**WHAT TO WORK ON:**
Return every row below unchanged, character for character.

begin

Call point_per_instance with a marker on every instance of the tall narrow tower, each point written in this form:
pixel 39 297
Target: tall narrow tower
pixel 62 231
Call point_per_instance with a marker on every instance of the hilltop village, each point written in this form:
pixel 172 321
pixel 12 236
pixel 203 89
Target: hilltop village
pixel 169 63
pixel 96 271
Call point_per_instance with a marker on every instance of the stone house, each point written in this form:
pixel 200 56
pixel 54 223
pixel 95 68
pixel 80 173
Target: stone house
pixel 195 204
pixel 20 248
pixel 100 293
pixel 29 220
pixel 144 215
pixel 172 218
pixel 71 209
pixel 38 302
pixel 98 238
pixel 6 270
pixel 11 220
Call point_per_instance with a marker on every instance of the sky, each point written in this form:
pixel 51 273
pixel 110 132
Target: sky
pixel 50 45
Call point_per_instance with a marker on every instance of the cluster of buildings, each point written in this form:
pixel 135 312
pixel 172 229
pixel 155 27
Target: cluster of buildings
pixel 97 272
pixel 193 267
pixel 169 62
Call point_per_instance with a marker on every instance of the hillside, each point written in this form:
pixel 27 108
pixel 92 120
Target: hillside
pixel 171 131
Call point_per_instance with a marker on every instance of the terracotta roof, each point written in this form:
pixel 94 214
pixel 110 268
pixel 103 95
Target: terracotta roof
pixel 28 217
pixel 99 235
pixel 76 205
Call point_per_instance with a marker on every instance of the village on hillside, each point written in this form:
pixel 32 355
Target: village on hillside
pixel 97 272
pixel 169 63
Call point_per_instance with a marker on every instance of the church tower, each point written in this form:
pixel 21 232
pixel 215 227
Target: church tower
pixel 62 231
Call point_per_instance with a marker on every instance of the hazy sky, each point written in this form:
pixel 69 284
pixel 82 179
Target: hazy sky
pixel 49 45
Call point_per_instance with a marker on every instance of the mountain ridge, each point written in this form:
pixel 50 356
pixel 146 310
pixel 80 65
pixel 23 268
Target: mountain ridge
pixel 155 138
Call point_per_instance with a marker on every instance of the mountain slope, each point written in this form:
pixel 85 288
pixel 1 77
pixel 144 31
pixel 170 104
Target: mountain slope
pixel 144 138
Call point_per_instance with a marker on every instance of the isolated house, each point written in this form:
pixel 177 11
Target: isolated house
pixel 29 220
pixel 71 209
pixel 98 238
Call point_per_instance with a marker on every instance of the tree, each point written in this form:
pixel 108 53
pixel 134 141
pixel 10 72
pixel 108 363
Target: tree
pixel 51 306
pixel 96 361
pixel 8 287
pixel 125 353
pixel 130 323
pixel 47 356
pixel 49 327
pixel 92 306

end

**EXERCISE OUTPUT:**
Call point_per_instance with a marker on every instance of the tall narrow tower, each point written in this form:
pixel 39 297
Target: tall narrow tower
pixel 62 231
Call point_per_instance with a marker on every instance of the hilltop village, each point written in this form:
pixel 172 321
pixel 12 236
pixel 203 89
Target: hilltop village
pixel 169 63
pixel 96 271
Call point_per_instance with a marker on every instance of the stone house, each point written in this form:
pixel 200 56
pixel 54 223
pixel 95 68
pixel 80 173
Target: stone house
pixel 195 204
pixel 20 248
pixel 100 293
pixel 29 220
pixel 144 215
pixel 172 218
pixel 71 209
pixel 38 302
pixel 98 238
pixel 6 270
pixel 11 220
Call point_per_instance with a marker on every instance of the sky, each point written in this form:
pixel 51 273
pixel 110 132
Target: sky
pixel 50 45
Call point_per_instance with a marker on every instance of the cluster of buildings, each point written in this form:
pixel 135 312
pixel 172 229
pixel 155 27
Target: cluster of buildings
pixel 97 272
pixel 193 267
pixel 169 62
Call point_per_instance with a marker on every instance of the hillside, each point written in this form:
pixel 27 108
pixel 92 120
Target: hillside
pixel 171 131
Call point_per_instance with a marker on every instance of the terracotta roof, each point written in this form:
pixel 94 214
pixel 110 268
pixel 103 95
Target: terracotta roof
pixel 28 217
pixel 99 235
pixel 76 205
Call point_per_instance with a marker on every instance of the village on hillside, each point written in this form:
pixel 32 355
Target: village on hillside
pixel 97 272
pixel 169 63
Call point_per_instance with a marker on every instance of the church tower, each point written in this form:
pixel 21 232
pixel 215 227
Target: church tower
pixel 62 231
Call point_per_instance with a marker on every instance of the hazy sky, each point written in this form:
pixel 69 284
pixel 82 179
Target: hazy sky
pixel 49 45
Call point_per_instance with a marker on every instance of the mountain ridge, each point written in this form:
pixel 50 356
pixel 146 310
pixel 80 65
pixel 23 268
Target: mountain ridge
pixel 155 138
Call point_per_instance with a marker on every instance of the mountain slope, each point written in this form:
pixel 85 288
pixel 1 77
pixel 144 31
pixel 170 104
Target: mountain slope
pixel 144 138
Call point_per_instance with a marker on every instance of the isolated house, each point written in this form:
pixel 177 11
Target: isolated house
pixel 29 220
pixel 71 209
pixel 98 238
Call point_per_instance with a marker on every instance of the tree, each point written in this form:
pixel 108 53
pixel 134 141
pixel 10 72
pixel 108 363
Target: tree
pixel 51 306
pixel 96 361
pixel 8 287
pixel 125 353
pixel 130 323
pixel 47 356
pixel 49 327
pixel 92 306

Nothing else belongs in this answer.